Can you write out the stretch of material below from the line containing "TARGET: concrete walkway" through the end, copying every line with the requests unchanged but offsetting each point coordinate in the answers by 149, and leaving out the pictures?

Start THE INPUT

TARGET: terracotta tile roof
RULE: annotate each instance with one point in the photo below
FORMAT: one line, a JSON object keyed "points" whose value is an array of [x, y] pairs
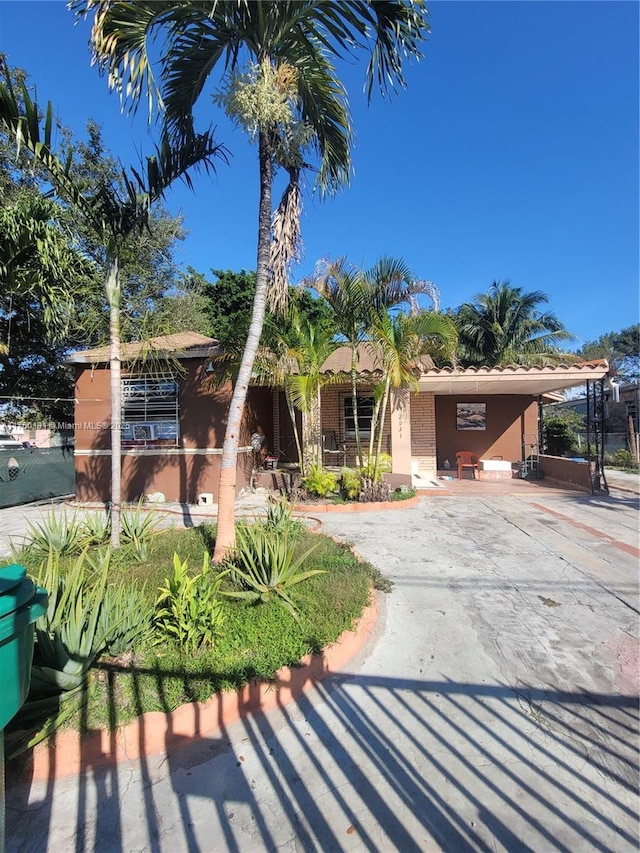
{"points": [[369, 360], [180, 345], [596, 366]]}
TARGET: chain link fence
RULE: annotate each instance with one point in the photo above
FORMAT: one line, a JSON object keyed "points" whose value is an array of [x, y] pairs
{"points": [[35, 474]]}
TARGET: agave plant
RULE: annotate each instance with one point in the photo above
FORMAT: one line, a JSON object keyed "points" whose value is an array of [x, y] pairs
{"points": [[138, 527], [84, 619], [57, 532], [265, 565], [279, 520]]}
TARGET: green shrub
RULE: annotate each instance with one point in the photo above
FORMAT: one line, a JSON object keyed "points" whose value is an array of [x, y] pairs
{"points": [[561, 431], [96, 528], [57, 532], [138, 526], [189, 610], [264, 564], [279, 519], [374, 467], [126, 619], [349, 484], [623, 458], [319, 482]]}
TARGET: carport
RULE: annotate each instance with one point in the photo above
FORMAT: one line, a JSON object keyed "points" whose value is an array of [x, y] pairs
{"points": [[496, 413]]}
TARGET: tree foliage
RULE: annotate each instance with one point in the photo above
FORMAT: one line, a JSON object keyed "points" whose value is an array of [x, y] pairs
{"points": [[506, 327], [561, 428], [294, 46], [621, 349]]}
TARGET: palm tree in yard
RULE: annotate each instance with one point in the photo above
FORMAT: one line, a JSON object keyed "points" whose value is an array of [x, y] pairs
{"points": [[505, 326], [114, 213], [358, 299], [294, 359], [37, 259], [276, 63], [400, 342]]}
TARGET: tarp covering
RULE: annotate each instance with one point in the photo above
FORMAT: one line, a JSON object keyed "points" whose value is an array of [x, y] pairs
{"points": [[33, 475]]}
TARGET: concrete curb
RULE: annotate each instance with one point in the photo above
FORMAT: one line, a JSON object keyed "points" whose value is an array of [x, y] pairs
{"points": [[155, 733], [373, 506]]}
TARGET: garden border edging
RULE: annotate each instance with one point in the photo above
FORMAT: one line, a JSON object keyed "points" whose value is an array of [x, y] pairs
{"points": [[156, 732]]}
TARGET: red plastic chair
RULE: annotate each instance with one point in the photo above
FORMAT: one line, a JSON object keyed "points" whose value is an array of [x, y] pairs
{"points": [[466, 459]]}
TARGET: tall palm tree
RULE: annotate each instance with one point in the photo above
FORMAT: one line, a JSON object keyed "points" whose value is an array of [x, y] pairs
{"points": [[288, 96], [505, 326], [37, 259], [294, 360], [401, 342], [114, 214]]}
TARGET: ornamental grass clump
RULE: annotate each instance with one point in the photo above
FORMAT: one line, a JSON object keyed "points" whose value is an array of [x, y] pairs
{"points": [[57, 533]]}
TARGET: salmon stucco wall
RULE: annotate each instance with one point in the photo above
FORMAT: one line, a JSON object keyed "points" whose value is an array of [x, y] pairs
{"points": [[333, 421], [181, 473], [423, 430], [509, 418]]}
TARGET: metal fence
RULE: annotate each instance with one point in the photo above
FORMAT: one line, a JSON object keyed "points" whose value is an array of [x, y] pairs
{"points": [[35, 474]]}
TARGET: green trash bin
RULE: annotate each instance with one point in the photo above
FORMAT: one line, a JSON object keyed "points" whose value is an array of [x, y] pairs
{"points": [[21, 603]]}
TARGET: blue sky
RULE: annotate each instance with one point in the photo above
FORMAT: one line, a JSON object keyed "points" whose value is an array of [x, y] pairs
{"points": [[513, 154]]}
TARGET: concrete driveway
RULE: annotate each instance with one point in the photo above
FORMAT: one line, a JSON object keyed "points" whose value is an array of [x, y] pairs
{"points": [[495, 709]]}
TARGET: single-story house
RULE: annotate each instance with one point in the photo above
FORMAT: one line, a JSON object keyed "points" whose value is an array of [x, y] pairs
{"points": [[174, 417]]}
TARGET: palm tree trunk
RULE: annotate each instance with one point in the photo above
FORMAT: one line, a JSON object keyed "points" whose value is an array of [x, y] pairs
{"points": [[112, 287], [383, 414], [375, 425], [296, 435], [226, 535], [354, 402]]}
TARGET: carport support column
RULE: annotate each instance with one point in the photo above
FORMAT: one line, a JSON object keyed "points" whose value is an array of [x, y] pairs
{"points": [[401, 431]]}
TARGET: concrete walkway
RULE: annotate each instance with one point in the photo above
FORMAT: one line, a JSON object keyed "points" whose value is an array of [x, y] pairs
{"points": [[495, 709]]}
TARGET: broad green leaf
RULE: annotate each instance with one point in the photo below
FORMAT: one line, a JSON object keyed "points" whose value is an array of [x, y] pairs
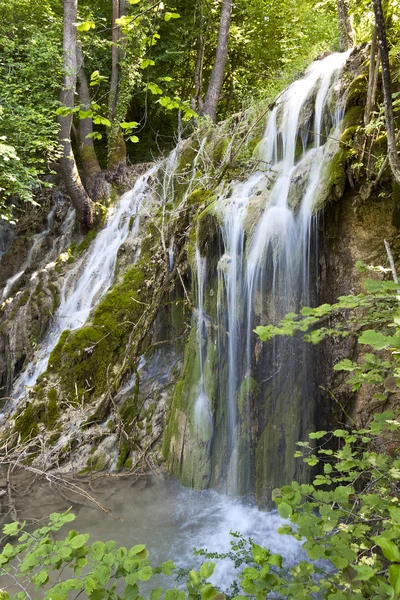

End THE INPUT

- _WRITTEN RESPONSE_:
TARGET: concrete walkway
RULE: annotate each instance with one point in the photo above
FORMAT: one line, a JSON object keyed "points" whose value is an array of [x, y] pairs
{"points": [[644, 858]]}
TARGET: broad green leaf
RULE: annotate each instance with one point in the photo below
FORMAT: one line, a JSON object keyed "points" whose value is an array of [x, y] pairs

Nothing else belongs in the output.